- WORK TO BE COMPLETED -
Reproduce, word for word, the entire forum thread on eating carbs before bed.

- QUOTED PASSAGE -
>>>>>
# carbs before bed?



## Jake H (Oct 31, 2008)

I finding it hard to gain more weight at the moment, only a measly 10 and half stone. After my work out i am having 50g of whey protien then 30 minutes after a a carb meal like pasta chease and ham. This is usually at 6pm. i then eat at 8pm with 100g of oats with to full raw eggs and a yoghurt. at 10 i eat more oats with cottage chease.

My question is does this look ok? my problem is with being in school theres a limit to the amount of oats i can eat there.


----------



## heavyweight (Jan 26, 2009)

Jake H said:


> I finding it hard to gain more weight at the moment, only a measly 10 and half stone. After my work out i am having 50g of whey protien then 30 minutes after a a carb meal like pasta chease and ham. This is usually at 6pm. i then eat at 8pm with 100g of oats with to full raw eggs and a yoghurt. at 10 i eat more oats with cottage chease.
> 
> My question is does this look ok? my problem is with being in school theres a limit to the amount of oats i can eat there.


Bit confused by the thread mate, but id say its not a big deal having oats b4 bed if u want a bit more bulk, just try stay away from biscuits like i do!!! :thumb:


----------



## Pagie (Jul 1, 2008)

Just keep eating mate you will grow in time. Looking good in your pic for under 11 stone keep at it.


----------



## chrisj22 (Mar 22, 2006)

Give it a go and see.

I believe in 'book-ending' the day with the same meal as what you had for breakfast.

Perhaps start having 50g oats with some eggs or a shake and see how you get on.

Don't concentrate on 'weight' per se, always use the mirror as your guide. Don't get caught up with the numbers game, make sure it's quality gains.


----------



## robisco11 (Dec 8, 2007)

you look far bigger than you say.

carbs before bed wont do you any harm if your bulking, so long as you can stomach them.

personally i find if i have carbs before bed, i struggle to get to sleep. But as for your question, although some people will tell you to avoid carbs before bed, they wont do any harm imo!


----------



## Jake H (Oct 31, 2008)

I was thinking of adding 2 tablespoons on peanut butter in like i have in my morning shake? just to keep the cals coming?
<<<<<
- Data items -
>>>>>
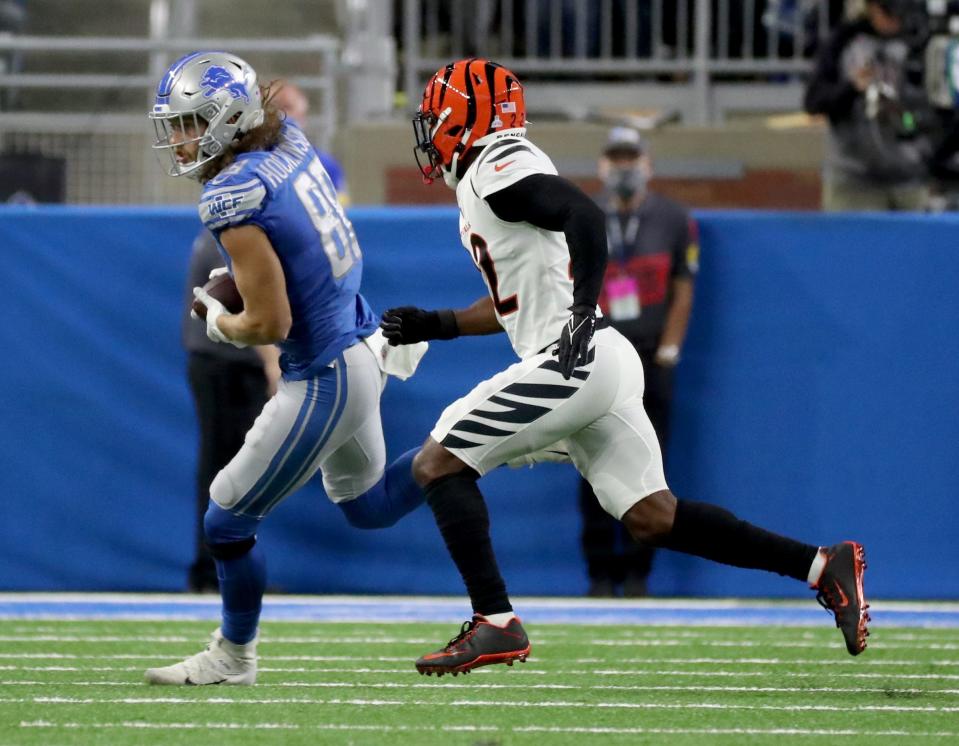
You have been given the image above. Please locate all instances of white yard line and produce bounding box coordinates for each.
[7,697,959,713]
[0,652,959,675]
[7,670,959,702]
[0,665,959,681]
[13,720,959,738]
[0,634,959,650]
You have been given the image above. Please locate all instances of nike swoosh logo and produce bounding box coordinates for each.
[183,676,226,686]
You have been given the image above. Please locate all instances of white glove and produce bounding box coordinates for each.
[190,288,247,349]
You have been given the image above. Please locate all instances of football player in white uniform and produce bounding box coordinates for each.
[381,59,869,675]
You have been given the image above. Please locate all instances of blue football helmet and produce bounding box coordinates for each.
[147,52,263,178]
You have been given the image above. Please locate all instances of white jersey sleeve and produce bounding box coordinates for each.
[456,134,573,359]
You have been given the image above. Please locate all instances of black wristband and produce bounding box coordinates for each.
[435,309,460,339]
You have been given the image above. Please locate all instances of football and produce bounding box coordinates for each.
[193,272,243,321]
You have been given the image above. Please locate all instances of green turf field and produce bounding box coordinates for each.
[0,620,959,746]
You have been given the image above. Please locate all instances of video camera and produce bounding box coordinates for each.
[896,0,959,109]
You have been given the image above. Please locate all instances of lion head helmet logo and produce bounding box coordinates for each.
[200,65,250,103]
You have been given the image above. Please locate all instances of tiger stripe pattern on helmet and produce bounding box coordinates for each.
[413,58,526,182]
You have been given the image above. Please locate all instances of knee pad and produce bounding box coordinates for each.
[336,494,396,529]
[203,500,260,547]
[206,536,256,560]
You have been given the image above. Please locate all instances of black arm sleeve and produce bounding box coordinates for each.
[486,174,609,309]
[803,24,860,122]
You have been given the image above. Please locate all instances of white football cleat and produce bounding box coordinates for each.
[144,629,259,686]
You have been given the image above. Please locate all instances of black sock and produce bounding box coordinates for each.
[662,500,819,582]
[424,471,513,616]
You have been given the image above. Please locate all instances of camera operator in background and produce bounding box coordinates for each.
[579,127,699,597]
[805,0,932,211]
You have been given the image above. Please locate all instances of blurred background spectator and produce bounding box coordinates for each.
[271,80,350,207]
[580,127,699,597]
[805,0,931,211]
[182,235,280,593]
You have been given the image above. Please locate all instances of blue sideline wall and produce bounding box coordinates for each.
[0,207,959,598]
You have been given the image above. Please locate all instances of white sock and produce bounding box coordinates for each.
[806,547,826,588]
[483,611,516,627]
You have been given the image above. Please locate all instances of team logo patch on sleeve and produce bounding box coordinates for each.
[200,179,266,229]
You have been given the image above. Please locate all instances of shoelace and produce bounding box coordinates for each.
[816,588,840,627]
[446,619,484,649]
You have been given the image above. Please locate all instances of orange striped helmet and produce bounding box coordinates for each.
[413,58,526,184]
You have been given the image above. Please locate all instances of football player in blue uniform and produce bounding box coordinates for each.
[146,52,423,684]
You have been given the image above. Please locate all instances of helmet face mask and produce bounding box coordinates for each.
[413,111,443,183]
[147,52,264,178]
[413,59,526,186]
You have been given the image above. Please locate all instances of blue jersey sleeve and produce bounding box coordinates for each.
[199,163,267,235]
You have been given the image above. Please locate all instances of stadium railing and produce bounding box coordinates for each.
[402,0,830,125]
[0,34,340,204]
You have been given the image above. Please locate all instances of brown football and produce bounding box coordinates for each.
[193,273,243,321]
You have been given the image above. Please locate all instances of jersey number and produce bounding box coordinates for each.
[470,233,519,316]
[293,158,362,280]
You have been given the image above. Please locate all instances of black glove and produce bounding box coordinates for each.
[553,306,596,380]
[380,306,460,347]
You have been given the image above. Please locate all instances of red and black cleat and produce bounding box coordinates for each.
[813,541,870,655]
[416,614,530,676]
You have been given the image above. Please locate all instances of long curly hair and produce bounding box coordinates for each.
[199,81,285,184]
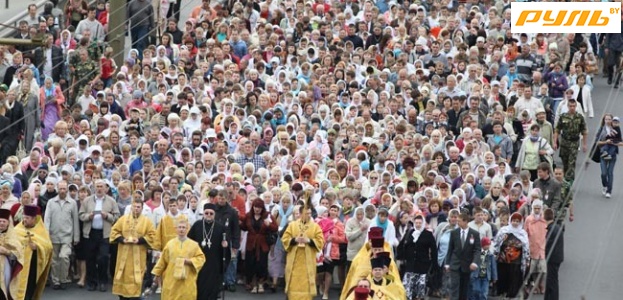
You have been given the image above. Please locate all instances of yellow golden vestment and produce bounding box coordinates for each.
[110,214,155,298]
[152,237,206,300]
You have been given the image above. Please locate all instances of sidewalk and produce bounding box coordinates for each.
[0,0,46,38]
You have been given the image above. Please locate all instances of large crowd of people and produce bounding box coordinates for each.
[0,0,623,300]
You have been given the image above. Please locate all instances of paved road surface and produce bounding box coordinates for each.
[0,0,623,300]
[45,76,623,300]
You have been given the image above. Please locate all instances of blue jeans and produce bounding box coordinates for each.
[130,26,149,58]
[469,278,489,300]
[599,155,617,193]
[552,98,563,115]
[601,144,619,157]
[224,252,240,285]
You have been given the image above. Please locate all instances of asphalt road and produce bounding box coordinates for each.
[0,0,623,300]
[44,76,623,300]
<<<<<
- RESPONSE BOX -
# carbs before bed?



## Jake H (Oct 31, 2008)

I finding it hard to gain more weight at the moment, only a measly 10 and half stone. After my work out i am having 50g of whey protien then 30 minutes after a a carb meal like pasta chease and ham. This is usually at 6pm. i then eat at 8pm with 100g of oats with to full raw eggs and a yoghurt. at 10 i eat more oats with cottage chease.

My question is does this look ok? my problem is with being in school theres a limit to the amount of oats i can eat there.


----------



## heavyweight (Jan 26, 2009)

Jake H said:


> I finding it hard to gain more weight at the moment, only a measly 10 and half stone. After my work out i am having 50g of whey protien then 30 minutes after a a carb meal like pasta chease and ham. This is usually at 6pm. i then eat at 8pm with 100g of oats with to full raw eggs and a yoghurt. at 10 i eat more oats with cottage chease.
> 
> My question is does this look ok? my problem is with being in school theres a limit to the amount of oats i can eat there.


Bit confused by the thread mate, but id say its not a big deal having oats b4 bed if u want a bit more bulk, just try stay away from biscuits like i do!!! :thumb:


----------



## Pagie (Jul 1, 2008)

Just keep eating mate you will grow in time. Looking good in your pic for under 11 stone keep at it.


----------



## chrisj22 (Mar 22, 2006)

Give it a go and see.

I believe in 'book-ending' the day with the same meal as what you had for breakfast.

Perhaps start having 50g oats with some eggs or a shake and see how you get on.

Don't concentrate on 'weight' per se, always use the mirror as your guide. Don't get caught up with the numbers game, make sure it's quality gains.


----------



## robisco11 (Dec 8, 2007)

you look far bigger than you say.

carbs before bed wont do you any harm if your bulking, so long as you can stomach them.

personally i find if i have carbs before bed, i struggle to get to sleep. But as for your question, although some people will tell you to avoid carbs before bed, they wont do any harm imo!


----------



## Jake H (Oct 31, 2008)

I was thinking of adding 2 tablespoons on peanut butter in like i have in my morning shake? just to keep the cals coming?